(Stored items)
________________________

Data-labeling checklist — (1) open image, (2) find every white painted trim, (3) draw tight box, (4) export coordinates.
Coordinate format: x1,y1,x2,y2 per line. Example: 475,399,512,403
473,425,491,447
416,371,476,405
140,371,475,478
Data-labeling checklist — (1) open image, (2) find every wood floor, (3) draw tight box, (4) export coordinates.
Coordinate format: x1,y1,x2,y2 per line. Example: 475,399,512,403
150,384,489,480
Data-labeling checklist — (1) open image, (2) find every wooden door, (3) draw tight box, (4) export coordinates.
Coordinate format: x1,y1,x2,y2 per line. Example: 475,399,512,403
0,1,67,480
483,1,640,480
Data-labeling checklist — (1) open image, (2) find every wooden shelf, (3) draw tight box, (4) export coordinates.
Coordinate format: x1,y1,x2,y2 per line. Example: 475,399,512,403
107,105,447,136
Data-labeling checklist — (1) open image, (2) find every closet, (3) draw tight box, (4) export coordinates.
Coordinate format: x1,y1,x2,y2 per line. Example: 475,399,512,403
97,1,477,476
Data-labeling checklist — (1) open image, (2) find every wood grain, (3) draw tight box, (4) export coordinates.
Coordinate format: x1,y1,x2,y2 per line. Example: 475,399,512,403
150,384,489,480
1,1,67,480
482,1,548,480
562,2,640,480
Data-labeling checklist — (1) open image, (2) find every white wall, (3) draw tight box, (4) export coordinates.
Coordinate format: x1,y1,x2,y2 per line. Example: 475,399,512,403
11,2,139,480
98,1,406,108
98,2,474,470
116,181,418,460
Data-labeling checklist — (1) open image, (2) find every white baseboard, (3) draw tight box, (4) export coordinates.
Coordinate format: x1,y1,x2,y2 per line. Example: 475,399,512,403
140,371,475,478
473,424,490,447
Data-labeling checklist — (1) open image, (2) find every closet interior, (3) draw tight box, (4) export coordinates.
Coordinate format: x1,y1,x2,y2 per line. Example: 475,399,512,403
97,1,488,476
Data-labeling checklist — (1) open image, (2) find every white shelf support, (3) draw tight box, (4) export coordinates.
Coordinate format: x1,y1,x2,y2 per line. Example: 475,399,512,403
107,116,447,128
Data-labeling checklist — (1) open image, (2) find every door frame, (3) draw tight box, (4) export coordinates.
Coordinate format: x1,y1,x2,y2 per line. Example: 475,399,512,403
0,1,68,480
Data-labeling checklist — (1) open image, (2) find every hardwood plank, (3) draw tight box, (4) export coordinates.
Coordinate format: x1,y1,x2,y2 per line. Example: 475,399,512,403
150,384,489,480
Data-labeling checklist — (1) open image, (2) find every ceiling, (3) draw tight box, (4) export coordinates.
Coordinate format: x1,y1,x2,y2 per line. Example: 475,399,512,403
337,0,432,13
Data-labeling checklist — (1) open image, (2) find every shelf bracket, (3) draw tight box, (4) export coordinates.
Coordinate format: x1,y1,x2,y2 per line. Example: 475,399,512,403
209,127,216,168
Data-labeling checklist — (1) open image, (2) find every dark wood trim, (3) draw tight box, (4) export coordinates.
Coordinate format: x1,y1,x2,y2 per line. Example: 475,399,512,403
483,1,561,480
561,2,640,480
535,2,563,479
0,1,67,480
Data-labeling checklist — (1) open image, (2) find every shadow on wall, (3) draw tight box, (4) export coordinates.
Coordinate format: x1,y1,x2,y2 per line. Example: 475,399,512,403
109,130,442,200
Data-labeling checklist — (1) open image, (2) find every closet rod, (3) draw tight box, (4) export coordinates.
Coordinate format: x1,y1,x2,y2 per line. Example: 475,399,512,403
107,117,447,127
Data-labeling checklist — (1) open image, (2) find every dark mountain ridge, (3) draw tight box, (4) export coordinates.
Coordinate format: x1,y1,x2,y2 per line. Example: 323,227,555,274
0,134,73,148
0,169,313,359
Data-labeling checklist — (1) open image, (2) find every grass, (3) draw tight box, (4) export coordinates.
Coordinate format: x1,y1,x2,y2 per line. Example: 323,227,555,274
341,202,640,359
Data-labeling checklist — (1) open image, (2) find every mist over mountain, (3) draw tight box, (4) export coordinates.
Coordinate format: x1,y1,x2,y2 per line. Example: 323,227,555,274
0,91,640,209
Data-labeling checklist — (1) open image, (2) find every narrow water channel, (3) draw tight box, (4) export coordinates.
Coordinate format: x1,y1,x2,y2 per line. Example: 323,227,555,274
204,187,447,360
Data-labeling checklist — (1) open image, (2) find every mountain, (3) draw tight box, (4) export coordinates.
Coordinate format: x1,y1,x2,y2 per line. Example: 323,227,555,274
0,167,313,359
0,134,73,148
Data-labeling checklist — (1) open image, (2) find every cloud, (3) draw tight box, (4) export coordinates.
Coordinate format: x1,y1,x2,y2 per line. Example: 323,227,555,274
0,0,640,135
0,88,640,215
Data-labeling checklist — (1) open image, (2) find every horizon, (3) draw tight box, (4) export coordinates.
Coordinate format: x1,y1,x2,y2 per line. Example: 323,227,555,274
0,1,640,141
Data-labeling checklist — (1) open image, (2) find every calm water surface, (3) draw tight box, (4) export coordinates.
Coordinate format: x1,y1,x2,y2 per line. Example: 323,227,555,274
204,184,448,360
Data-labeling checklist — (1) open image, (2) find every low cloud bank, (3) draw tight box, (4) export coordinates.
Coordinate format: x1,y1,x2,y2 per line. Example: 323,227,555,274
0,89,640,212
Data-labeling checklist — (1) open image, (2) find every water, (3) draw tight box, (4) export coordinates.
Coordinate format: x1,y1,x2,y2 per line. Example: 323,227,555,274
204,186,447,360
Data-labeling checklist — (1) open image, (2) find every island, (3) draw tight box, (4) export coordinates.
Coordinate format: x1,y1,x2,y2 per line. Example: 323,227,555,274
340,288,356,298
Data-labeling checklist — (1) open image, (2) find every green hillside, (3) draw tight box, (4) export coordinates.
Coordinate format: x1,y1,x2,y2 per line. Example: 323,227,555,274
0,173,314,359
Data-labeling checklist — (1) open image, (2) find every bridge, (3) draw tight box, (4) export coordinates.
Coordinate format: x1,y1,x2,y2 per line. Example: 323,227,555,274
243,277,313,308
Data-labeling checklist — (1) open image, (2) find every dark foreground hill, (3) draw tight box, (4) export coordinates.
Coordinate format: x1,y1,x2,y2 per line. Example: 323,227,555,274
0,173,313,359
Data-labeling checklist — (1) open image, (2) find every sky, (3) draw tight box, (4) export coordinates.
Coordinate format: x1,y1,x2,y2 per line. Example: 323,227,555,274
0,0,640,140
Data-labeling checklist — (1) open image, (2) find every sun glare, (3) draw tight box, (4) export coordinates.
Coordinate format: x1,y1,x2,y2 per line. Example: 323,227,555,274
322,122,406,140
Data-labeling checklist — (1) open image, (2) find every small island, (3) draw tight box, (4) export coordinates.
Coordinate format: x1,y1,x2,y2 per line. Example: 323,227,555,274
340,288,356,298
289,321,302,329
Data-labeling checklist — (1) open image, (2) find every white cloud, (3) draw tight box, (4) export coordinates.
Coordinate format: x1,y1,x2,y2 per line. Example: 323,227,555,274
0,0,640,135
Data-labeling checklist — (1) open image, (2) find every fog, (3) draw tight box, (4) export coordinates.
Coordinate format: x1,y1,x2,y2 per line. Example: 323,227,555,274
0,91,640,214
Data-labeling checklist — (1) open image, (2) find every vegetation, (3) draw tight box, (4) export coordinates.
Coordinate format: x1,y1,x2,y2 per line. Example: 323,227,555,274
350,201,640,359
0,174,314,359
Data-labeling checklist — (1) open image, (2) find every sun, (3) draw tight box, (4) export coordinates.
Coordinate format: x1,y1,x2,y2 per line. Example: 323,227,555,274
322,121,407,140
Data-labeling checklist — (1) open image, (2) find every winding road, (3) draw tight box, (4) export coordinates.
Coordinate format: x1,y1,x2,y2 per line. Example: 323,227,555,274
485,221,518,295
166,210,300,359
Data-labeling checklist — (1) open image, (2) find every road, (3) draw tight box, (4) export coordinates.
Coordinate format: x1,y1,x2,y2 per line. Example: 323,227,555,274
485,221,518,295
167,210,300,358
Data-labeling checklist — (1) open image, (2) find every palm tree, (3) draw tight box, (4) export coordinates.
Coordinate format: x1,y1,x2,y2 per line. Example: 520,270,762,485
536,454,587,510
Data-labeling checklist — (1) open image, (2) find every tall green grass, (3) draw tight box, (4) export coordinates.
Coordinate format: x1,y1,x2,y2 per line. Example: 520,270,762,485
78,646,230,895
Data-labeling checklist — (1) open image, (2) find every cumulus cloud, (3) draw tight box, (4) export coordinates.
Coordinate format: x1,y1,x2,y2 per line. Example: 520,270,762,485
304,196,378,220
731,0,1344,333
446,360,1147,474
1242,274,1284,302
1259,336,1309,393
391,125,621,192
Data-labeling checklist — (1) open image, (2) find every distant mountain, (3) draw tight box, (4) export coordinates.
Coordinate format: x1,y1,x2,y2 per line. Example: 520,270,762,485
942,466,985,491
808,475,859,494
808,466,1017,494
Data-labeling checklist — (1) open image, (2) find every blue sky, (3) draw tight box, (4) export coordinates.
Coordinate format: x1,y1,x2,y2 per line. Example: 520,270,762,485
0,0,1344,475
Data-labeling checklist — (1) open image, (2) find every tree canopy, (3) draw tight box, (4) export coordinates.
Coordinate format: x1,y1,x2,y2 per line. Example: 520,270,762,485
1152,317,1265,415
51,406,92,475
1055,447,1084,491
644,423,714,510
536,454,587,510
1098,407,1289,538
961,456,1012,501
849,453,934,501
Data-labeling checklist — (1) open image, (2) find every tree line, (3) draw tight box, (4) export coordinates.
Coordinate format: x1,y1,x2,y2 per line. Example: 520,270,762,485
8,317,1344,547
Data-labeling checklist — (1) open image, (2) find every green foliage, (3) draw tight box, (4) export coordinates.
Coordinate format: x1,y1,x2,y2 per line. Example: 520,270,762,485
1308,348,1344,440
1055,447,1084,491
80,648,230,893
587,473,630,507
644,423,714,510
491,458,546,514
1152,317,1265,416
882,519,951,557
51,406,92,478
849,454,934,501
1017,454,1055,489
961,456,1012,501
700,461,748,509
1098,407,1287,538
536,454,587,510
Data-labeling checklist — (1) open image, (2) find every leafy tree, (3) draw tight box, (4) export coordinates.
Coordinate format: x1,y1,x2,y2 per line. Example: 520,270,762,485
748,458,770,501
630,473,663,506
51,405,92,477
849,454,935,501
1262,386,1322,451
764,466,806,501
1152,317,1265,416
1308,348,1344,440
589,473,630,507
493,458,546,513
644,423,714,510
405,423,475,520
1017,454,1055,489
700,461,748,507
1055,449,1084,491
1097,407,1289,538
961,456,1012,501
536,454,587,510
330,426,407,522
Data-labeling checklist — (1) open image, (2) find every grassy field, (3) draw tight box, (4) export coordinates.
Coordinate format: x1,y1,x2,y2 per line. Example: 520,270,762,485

________________________

> **PROBLEM DESCRIPTION**: Add 144 to every bounding-box coordinate in the answers and write out everything in the listing from the line containing "every island, (3)" down to the line containing "0,173,314,359", keeping the requests in place.

> **ANSWER FOR THE TASK**:
Data-labeling checklist — (1) open image, (2) find every island, (3) draw tight box, (4) export coordinates.
Coordinate format: x1,y1,x2,y2 per line. Example: 323,227,555,274
484,432,500,442
Data-labeling checklist — (1) open image, (2) find every green hillside, (3) draw tight box, (4) export coordinates.
Coordinate format: x1,y1,x2,y2 per line. Example: 323,227,555,274
144,317,458,503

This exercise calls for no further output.